Goal of the exercise ▸ Can you repeat every one of the lines below word for word, omitting the pictures from your reply?

Task inputs ▸
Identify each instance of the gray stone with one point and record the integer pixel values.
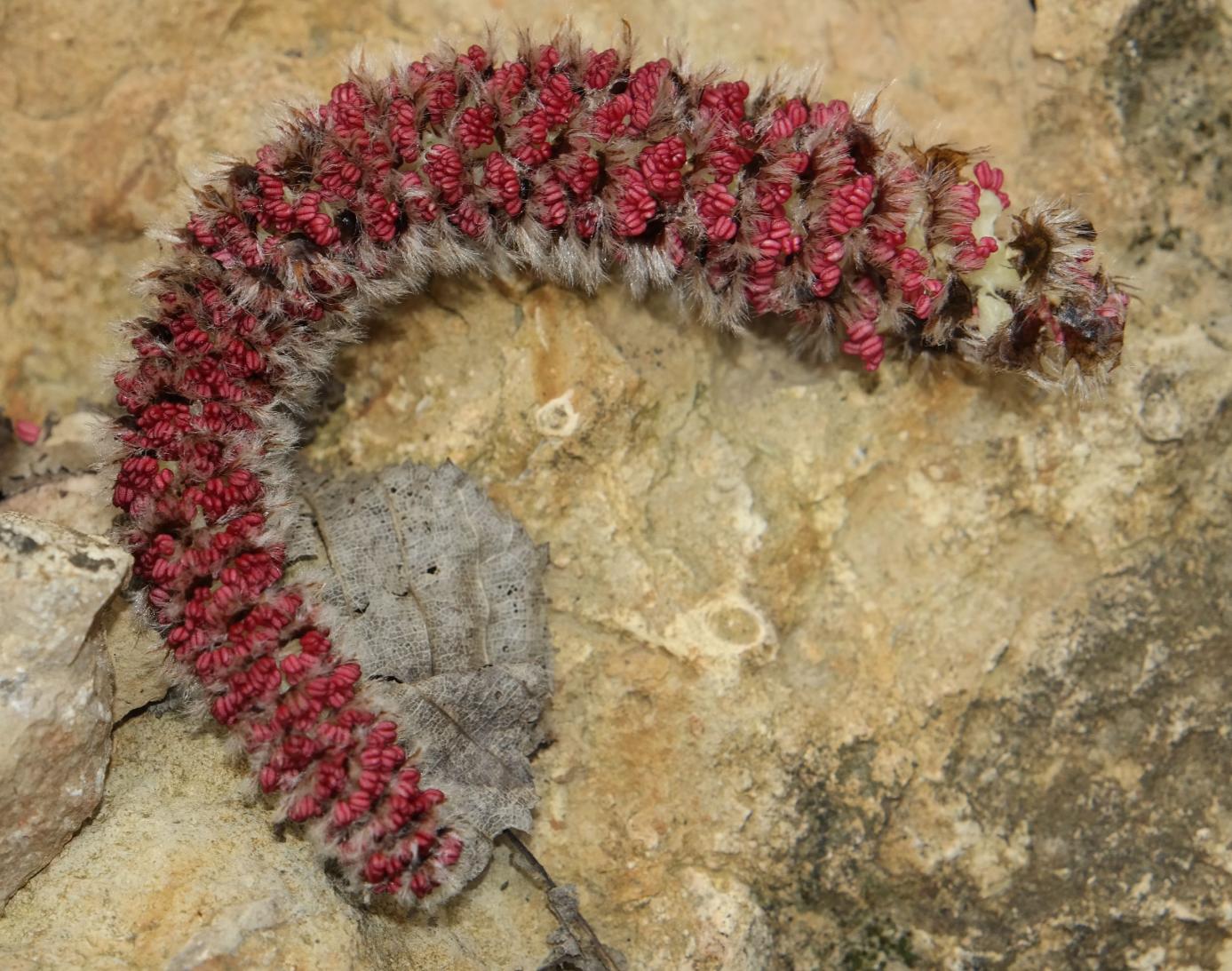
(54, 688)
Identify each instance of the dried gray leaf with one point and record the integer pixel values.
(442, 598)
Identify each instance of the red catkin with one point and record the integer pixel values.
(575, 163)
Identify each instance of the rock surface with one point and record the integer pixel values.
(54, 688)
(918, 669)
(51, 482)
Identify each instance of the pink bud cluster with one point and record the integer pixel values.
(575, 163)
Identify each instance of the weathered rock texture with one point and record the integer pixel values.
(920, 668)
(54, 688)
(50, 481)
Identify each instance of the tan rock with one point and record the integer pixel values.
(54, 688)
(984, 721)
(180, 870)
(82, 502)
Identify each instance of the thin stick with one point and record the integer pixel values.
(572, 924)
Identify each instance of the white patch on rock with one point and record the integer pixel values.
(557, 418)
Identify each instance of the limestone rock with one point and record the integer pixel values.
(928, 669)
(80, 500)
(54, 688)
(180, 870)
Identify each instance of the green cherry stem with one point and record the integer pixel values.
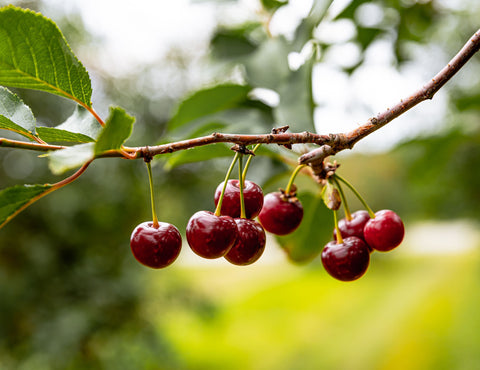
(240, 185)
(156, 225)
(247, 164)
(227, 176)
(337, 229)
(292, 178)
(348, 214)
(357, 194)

Output for this exercise ▸
Identify each instance of the gray stone with one point and record the integer pixel values.
(54, 688)
Identify each instance of the dried gray leaf with one point and record the integer pixel values.
(442, 598)
Identify each instance of the red catkin with one point and record the integer pixel values.
(575, 163)
Identify each instance of the rock surface with one point and record the integer pixel values.
(54, 688)
(918, 669)
(51, 482)
Identify each instance of the pink bud cluster with one point and record the integer pixel values.
(575, 163)
Identify each instance of the weathered rock texture with one point and record the integer pixel values.
(920, 668)
(54, 688)
(50, 481)
Identify each instance of the tan rock with one point and record the integer pixel values.
(54, 688)
(984, 721)
(180, 870)
(82, 502)
Identify each instance of the thin stick with one point and record the integer pixel values.
(572, 924)
Identify each instance of the white patch on rock with one point and record the integer pixel values.
(557, 418)
Identify each instance of the limestone rock with one point and record the integer pixel values.
(928, 669)
(80, 500)
(54, 688)
(180, 870)
Identify each instance of the green cherry stem with one point and record the integer pixel values.
(240, 185)
(156, 225)
(247, 164)
(227, 176)
(337, 229)
(292, 178)
(348, 214)
(357, 194)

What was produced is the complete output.